— Text —
>>>
Four bankers of failed thrift charged with helping client embezzle funds

Four former employees of Washington Federal Bank for Savings have been charged with taking actions that led to the Chicago bank’s failure in December 2017.

The Justice Department said in a press release Friday that Rosallie Corvitte, who was the bank’s chief financial officer, and Jane Iriondo, its corporate secretary, were indicted on charges of falsifying bank records and helping a customer commit embezzlement. Alicia Mandujano, a loan servicer, and Cathy Torres, a loan officer, were also charged.

The indictments claim that the bankers worked with the client and “higher-ranking bank officials” to embezzle at least $29 million in the years before the bank’s closure. The customer, Robert Kowalski, and his sister, Jan Kowalski, were indicted last year on charges of defrauding his creditors and the trustee in his bankruptcy case.

The criminal investigation is continuing, the Justice Department said.

Washington Federal Bank for Savings was closed when the Office of the Comptroller of the Currency determined that it was insolvent and had at least $66 million in nonperforming loans.
<<<
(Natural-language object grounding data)
>>>
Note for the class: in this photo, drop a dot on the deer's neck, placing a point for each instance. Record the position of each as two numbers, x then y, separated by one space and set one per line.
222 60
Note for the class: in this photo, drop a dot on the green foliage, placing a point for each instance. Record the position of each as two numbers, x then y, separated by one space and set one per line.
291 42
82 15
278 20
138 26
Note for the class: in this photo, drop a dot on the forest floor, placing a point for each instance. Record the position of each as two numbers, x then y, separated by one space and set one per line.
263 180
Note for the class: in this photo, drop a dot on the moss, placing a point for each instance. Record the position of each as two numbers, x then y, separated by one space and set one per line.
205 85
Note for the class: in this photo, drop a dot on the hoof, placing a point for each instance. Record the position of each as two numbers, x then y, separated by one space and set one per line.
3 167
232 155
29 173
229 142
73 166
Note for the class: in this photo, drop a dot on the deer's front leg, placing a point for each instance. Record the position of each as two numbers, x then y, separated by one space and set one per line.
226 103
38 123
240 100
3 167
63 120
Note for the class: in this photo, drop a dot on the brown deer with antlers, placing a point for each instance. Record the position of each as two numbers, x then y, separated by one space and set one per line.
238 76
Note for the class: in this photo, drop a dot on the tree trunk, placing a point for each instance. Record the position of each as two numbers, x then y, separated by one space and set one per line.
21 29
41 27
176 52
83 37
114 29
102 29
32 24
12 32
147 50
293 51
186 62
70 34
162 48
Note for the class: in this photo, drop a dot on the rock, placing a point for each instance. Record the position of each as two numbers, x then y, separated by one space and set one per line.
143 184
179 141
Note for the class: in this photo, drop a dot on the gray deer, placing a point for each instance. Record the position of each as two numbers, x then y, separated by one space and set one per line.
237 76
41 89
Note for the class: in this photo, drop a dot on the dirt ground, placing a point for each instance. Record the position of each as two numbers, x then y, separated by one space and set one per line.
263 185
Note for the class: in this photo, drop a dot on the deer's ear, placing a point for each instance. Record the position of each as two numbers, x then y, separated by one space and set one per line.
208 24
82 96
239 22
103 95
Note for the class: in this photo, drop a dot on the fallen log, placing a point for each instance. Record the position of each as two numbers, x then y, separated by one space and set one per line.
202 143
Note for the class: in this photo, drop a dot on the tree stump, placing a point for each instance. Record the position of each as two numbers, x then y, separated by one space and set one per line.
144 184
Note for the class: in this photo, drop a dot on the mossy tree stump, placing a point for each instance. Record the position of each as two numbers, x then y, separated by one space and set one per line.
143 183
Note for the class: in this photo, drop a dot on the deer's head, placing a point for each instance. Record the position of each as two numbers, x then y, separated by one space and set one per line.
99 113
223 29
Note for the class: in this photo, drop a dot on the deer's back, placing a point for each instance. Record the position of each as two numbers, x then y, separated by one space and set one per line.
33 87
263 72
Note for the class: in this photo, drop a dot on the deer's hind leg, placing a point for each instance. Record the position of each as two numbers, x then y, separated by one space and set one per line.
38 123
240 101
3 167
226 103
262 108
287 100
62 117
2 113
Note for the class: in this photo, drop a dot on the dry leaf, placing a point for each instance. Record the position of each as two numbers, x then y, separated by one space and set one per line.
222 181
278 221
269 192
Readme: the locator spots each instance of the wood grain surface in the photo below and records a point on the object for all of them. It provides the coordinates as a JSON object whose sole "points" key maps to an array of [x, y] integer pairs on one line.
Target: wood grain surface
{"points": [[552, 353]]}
<<<
>>>
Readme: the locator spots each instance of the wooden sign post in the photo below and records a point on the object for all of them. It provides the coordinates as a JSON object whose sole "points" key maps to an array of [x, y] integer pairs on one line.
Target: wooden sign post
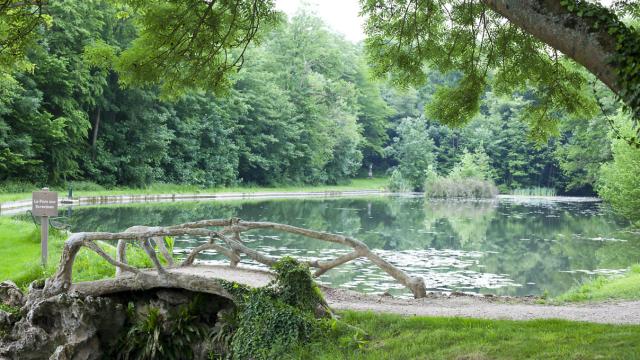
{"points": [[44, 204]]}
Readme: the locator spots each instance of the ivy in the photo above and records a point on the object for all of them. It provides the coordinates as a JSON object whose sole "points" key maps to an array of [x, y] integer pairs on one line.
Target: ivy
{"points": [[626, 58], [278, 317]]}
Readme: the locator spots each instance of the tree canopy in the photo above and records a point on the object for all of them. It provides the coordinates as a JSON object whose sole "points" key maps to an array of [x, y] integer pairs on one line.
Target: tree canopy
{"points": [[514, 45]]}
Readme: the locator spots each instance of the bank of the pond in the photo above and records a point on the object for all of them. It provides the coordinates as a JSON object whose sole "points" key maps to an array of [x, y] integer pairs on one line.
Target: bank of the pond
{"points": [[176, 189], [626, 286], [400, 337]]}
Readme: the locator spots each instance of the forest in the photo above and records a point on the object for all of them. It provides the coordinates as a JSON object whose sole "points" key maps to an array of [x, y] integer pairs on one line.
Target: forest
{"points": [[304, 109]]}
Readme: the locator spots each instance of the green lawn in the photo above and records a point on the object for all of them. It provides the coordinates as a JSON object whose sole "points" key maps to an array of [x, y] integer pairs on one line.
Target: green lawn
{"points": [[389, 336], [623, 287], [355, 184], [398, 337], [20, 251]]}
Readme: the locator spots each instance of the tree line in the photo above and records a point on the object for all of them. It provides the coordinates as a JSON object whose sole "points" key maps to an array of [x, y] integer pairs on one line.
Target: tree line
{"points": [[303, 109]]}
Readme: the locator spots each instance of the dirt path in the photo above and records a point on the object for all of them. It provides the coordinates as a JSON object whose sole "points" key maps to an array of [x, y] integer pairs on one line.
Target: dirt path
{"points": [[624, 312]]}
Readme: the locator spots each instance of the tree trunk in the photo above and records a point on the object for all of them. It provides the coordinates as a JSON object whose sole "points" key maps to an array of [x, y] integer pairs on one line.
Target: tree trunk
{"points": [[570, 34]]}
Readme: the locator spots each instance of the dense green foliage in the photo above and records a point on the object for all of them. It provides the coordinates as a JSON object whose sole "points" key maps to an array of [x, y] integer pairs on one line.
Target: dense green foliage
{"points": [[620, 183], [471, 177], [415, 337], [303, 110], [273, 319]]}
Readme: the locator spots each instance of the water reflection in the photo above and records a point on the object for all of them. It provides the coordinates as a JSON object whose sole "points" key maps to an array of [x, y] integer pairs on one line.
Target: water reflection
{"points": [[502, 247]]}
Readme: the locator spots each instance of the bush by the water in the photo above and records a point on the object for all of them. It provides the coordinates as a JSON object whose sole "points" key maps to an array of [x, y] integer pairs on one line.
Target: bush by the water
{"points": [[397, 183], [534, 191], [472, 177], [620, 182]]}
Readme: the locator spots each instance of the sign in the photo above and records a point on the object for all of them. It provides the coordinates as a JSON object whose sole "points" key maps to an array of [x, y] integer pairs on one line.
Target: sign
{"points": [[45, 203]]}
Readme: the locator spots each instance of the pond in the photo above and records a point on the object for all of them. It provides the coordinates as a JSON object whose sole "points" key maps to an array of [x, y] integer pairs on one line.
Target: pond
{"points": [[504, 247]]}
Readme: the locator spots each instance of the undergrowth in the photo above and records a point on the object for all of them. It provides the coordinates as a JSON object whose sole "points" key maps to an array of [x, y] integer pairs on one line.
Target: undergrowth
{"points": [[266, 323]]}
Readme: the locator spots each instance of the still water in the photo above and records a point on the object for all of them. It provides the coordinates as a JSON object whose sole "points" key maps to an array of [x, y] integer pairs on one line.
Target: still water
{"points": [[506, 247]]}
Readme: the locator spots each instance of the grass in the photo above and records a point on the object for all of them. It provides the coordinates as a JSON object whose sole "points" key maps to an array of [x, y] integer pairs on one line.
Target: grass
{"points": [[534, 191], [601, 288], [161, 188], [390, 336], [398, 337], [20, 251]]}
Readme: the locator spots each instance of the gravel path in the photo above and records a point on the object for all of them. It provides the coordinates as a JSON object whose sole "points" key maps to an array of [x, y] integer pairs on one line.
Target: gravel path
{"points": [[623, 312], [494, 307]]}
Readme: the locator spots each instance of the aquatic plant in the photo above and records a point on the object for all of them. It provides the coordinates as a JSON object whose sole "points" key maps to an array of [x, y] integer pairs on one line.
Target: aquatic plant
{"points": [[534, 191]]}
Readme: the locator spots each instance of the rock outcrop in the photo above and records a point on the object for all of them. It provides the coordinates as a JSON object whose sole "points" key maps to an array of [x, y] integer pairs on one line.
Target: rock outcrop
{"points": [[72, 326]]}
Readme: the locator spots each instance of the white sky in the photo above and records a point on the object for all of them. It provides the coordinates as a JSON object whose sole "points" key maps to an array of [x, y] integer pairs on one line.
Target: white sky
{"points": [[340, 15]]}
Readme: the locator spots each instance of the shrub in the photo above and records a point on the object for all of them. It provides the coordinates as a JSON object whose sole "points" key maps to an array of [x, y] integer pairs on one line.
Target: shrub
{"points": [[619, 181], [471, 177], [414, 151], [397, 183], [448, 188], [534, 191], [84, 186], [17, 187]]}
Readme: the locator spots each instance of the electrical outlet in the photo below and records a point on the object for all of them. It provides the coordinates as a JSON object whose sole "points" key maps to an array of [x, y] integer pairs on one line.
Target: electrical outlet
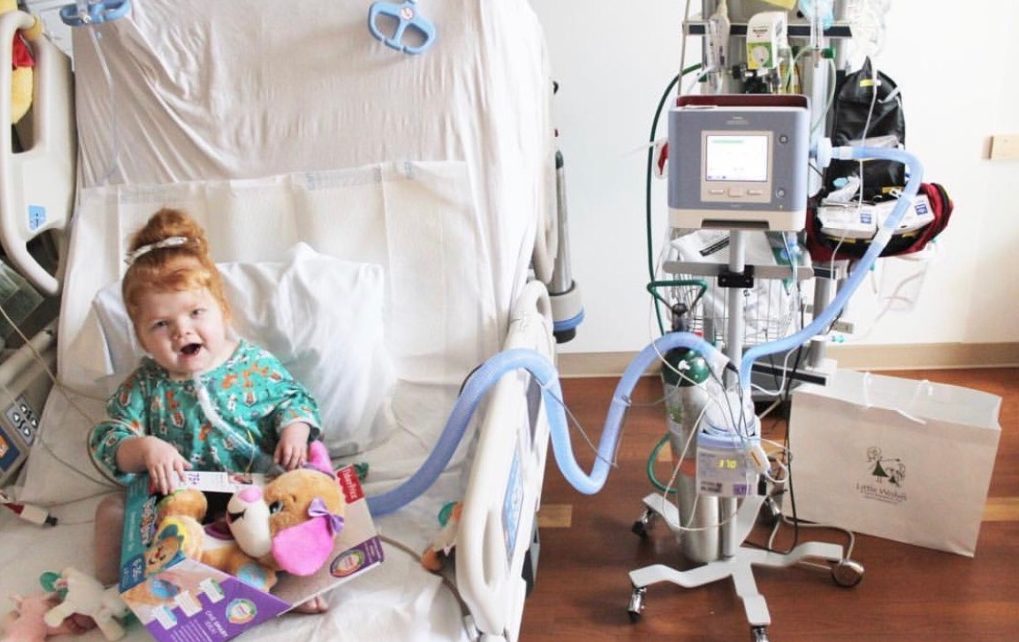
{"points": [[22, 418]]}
<<<
— Tasks —
1: In the article about the Washington Federal Bank charges, what amount of nonperforming loans did the bank have when it was closed?
2: Resume the article about the charged Washington Federal bankers, starting after its final sentence.

— Per-task answers —
1: At least $66 million.

2:
The Federal Deposit Insurance Corp. sold the bank to Royal Savings Bank in Chicago.

Regulators intervened less than two weeks after John Gembara, the thrift’s chairman, president and CEO, was found dead at another customer's home. The Cook County Medical Examiner’s office ruled the death a suicide.

A subsequent review by an internal government watchdog agency determined that supervisory lapses at the OCC made the failure’s costlier to the Deposit Insurance Fund than it should have been.

The Treasury Department’s Office of Inspector General determined in a material-loss review released in November 2018 that if had examiners acted in a timelier manner the fraud “may have been uncovered sooner and the loss to the DIF and individual account holders may have been reduced.”